Given instruction »
Return the listing below in full, with every line exactly as it is.

··· Supplied data

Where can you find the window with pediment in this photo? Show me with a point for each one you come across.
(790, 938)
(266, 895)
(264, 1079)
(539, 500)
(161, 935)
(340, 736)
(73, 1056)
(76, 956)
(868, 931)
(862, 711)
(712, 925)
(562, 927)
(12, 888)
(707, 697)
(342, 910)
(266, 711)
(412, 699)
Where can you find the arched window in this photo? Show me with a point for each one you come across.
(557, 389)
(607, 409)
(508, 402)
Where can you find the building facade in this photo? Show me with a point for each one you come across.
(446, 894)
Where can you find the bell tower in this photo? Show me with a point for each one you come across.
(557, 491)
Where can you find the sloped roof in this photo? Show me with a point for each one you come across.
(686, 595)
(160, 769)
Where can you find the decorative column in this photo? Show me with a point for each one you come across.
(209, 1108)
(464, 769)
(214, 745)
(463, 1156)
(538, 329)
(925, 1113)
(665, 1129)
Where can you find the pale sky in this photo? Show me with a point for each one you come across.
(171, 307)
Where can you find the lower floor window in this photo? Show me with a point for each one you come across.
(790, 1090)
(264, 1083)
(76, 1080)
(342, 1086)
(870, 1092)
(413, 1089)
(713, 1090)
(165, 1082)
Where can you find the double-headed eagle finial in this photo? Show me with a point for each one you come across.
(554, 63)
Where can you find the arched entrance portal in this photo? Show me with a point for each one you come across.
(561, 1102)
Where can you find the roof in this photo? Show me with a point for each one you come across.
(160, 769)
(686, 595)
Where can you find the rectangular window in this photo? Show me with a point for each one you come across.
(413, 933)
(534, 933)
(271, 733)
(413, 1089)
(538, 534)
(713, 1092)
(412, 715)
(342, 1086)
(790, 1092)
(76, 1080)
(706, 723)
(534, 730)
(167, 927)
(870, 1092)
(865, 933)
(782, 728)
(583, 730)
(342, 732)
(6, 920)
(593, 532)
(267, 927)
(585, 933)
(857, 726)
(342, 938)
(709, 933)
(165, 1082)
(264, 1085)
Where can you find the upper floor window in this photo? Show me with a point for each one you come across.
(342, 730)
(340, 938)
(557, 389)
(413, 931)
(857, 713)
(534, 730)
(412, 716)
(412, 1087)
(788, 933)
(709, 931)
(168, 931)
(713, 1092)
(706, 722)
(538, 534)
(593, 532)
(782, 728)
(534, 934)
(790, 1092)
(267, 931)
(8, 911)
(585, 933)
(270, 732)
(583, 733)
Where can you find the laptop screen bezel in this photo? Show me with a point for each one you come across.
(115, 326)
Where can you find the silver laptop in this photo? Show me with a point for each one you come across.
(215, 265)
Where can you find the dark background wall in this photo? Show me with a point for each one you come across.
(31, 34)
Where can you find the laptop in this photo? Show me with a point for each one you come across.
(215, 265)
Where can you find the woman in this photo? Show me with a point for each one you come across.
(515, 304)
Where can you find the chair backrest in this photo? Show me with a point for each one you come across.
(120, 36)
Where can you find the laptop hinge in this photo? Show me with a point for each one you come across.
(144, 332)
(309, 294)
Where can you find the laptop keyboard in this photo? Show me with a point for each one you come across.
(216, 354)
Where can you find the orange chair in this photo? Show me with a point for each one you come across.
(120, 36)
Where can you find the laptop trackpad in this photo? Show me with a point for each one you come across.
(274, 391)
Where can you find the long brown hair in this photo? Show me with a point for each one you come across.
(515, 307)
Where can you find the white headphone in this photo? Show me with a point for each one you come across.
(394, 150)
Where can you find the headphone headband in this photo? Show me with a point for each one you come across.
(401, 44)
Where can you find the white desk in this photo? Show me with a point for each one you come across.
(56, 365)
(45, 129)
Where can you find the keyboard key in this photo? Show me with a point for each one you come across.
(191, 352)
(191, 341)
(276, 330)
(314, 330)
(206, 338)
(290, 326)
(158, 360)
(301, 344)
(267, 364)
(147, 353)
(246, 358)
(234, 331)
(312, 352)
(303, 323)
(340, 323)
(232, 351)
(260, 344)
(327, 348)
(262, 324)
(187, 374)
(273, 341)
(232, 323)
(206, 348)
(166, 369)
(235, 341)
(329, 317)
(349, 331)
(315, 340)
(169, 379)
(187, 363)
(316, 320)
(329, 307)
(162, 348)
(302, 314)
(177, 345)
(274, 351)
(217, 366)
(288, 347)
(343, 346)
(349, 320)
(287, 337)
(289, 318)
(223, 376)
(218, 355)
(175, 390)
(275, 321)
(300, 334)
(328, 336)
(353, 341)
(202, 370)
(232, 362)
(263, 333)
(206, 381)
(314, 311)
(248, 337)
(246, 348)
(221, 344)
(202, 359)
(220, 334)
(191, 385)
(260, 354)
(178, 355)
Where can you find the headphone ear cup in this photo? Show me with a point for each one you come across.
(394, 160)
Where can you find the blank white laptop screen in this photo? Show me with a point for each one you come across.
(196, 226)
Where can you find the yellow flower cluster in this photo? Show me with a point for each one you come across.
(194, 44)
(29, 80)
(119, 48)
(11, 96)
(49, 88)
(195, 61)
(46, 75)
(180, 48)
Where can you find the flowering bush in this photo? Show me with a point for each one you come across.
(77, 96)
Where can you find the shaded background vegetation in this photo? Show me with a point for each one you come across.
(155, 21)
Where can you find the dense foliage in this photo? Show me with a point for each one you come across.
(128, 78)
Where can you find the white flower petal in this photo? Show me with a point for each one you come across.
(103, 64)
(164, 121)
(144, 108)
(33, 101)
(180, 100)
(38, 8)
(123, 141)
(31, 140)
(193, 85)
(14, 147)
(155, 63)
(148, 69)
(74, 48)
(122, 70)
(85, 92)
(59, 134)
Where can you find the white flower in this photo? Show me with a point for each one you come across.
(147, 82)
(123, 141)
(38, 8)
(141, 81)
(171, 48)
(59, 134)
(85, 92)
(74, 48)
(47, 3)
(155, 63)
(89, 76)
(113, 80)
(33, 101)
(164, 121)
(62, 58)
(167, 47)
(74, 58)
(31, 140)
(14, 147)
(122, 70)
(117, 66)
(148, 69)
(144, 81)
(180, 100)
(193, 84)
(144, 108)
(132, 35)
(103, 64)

······

Solution »
Where can you find the window with pediment in this photo? Show me with a point for each one you come across.
(790, 938)
(266, 895)
(264, 1079)
(539, 500)
(161, 935)
(340, 736)
(73, 1056)
(76, 956)
(868, 931)
(862, 711)
(712, 925)
(562, 927)
(12, 888)
(707, 697)
(342, 910)
(266, 711)
(412, 699)
Where can you find the arched window in this photo? Show me with a point for each one you come across.
(557, 389)
(607, 409)
(508, 402)
Where can you find the building facade in this photo? Show me with a point for each one you come across.
(446, 894)
Where can you find the bell tower in this photo? Show me with a point for each one you come across.
(557, 491)
Where can you find the sloped roof in this photo? Show me with a point for each one you come across.
(686, 595)
(160, 769)
Where can you find the decorative column in this photo? Show me with a point for each one you come across.
(209, 1108)
(464, 769)
(214, 745)
(463, 1156)
(538, 329)
(925, 1113)
(665, 1129)
Where can you find the pale sky in this photo? Show me with a point for each one you come across.
(171, 307)
Where can you find the lower floor window in this photo? Show me with a point for each one you come across.
(790, 1090)
(264, 1083)
(76, 1080)
(342, 1086)
(870, 1092)
(413, 1089)
(713, 1090)
(165, 1082)
Where can you find the double-headed eagle finial in this photo? Show me with a point for each one you come across.
(554, 63)
Where can you find the arched entrance portal in this photo? Show me with a point for each one you come across.
(561, 1102)
Where can you find the roof in this photo? Show me with a point for each one you come across.
(160, 769)
(686, 595)
Where can you find the rectangular window in this photo? Show me with a point for each one you come across.
(413, 933)
(534, 933)
(271, 733)
(413, 1089)
(538, 534)
(713, 1092)
(412, 715)
(342, 1086)
(790, 1092)
(76, 1080)
(706, 723)
(534, 730)
(167, 927)
(870, 1092)
(865, 933)
(782, 728)
(583, 730)
(342, 732)
(6, 920)
(593, 532)
(267, 927)
(585, 933)
(857, 726)
(342, 938)
(709, 933)
(165, 1082)
(264, 1085)
Where can you find the upper floor window in this photo? Show me with a point for each one you come across.
(342, 730)
(340, 938)
(557, 389)
(413, 931)
(857, 713)
(534, 730)
(412, 716)
(412, 1087)
(788, 933)
(709, 931)
(168, 931)
(713, 1092)
(706, 722)
(538, 534)
(593, 532)
(782, 728)
(534, 934)
(790, 1092)
(267, 931)
(8, 911)
(585, 933)
(270, 732)
(583, 733)
Where can you find the laptop screen bezel in this photo? Show me with a point for each one you come across.
(115, 326)
Where can you find the silver laptop in this photo? Show me with a point for each one you come across.
(215, 265)
Where can you find the dark background wall in this photo? Show me with a point for each one you come across.
(31, 34)
Where can you find the laptop in this photo? Show me with a point for each one you come across.
(215, 265)
Where can you find the woman in this photo? Show me with a point for each one you come across.
(515, 304)
Where can you find the chair backrest in this photo? Show me with a point for each one you come across.
(120, 36)
Where can you find the laptop hinge in this photo? Show me with a point for each one you come across.
(144, 332)
(309, 294)
Where can you find the laptop keyboard in this photo? Show me with a point for each one you come across.
(216, 354)
Where can you find the orange chair in this photo? Show me with a point for each one you come across.
(120, 36)
Where can you find the laptop trackpad in this photo? Show me with a point for each one you come across.
(274, 391)
Where can you find the long brown hair in this photo? Show me with a point for each one you come across.
(515, 307)
Where can you find the white headphone in this photo? Show me with a point for each one you come across.
(394, 150)
Where can you find the headphone headband in this photo? Show me with a point for each one you come across.
(401, 44)
Where can you find the white desk in this photo? Show me with a point for each one you come across.
(56, 365)
(45, 129)
Where can you find the keyboard key in this photo? Show me with a point for each one you come across.
(191, 352)
(191, 341)
(276, 330)
(314, 330)
(206, 338)
(290, 326)
(158, 360)
(301, 344)
(267, 364)
(147, 353)
(246, 358)
(234, 331)
(312, 352)
(303, 323)
(340, 323)
(232, 351)
(260, 344)
(327, 348)
(262, 324)
(187, 374)
(273, 341)
(232, 323)
(206, 348)
(166, 369)
(235, 341)
(329, 317)
(349, 331)
(315, 340)
(169, 379)
(187, 363)
(316, 320)
(329, 307)
(162, 348)
(302, 314)
(177, 345)
(274, 351)
(217, 366)
(288, 347)
(343, 346)
(349, 320)
(287, 337)
(289, 318)
(223, 376)
(218, 355)
(175, 390)
(275, 321)
(300, 334)
(328, 336)
(353, 341)
(202, 370)
(232, 362)
(263, 333)
(206, 381)
(314, 311)
(248, 337)
(246, 348)
(221, 344)
(202, 359)
(220, 334)
(191, 385)
(260, 354)
(178, 355)
Where can you find the headphone ear cup in this photo? Show me with a point for each one you come across.
(394, 160)
Where can you find the blank white laptop screen in this photo? Show me with a point for each one you come across.
(196, 226)
Where can you find the yellow flower cluster in this photo? Show me with a point for each one you come across.
(194, 44)
(29, 80)
(119, 48)
(11, 96)
(49, 88)
(195, 61)
(46, 75)
(180, 48)
Where can you find the flowering bush in this photo? Show me with a point for each one you come across.
(77, 96)
Where can you find the shaded background vegetation in this photo? Show me with a point for each one you come across.
(155, 21)
Where can you find the dense foliage in this photo? Show me with a point for each one you come across.
(128, 78)
Where can you find the white flower petal in this photo? Show me with a point for each one you come across.
(103, 64)
(164, 121)
(144, 108)
(33, 101)
(180, 100)
(38, 8)
(123, 141)
(31, 140)
(193, 85)
(14, 147)
(155, 63)
(148, 69)
(74, 48)
(122, 70)
(85, 92)
(59, 134)
Where can you find the white flower in this photo? Show me with a point for each one you come across.
(147, 82)
(123, 141)
(38, 8)
(141, 81)
(171, 48)
(59, 134)
(85, 92)
(74, 48)
(47, 3)
(155, 63)
(89, 76)
(113, 80)
(33, 101)
(164, 121)
(62, 58)
(167, 47)
(74, 58)
(31, 140)
(14, 147)
(122, 70)
(117, 66)
(148, 69)
(144, 81)
(180, 100)
(193, 84)
(144, 108)
(132, 35)
(103, 64)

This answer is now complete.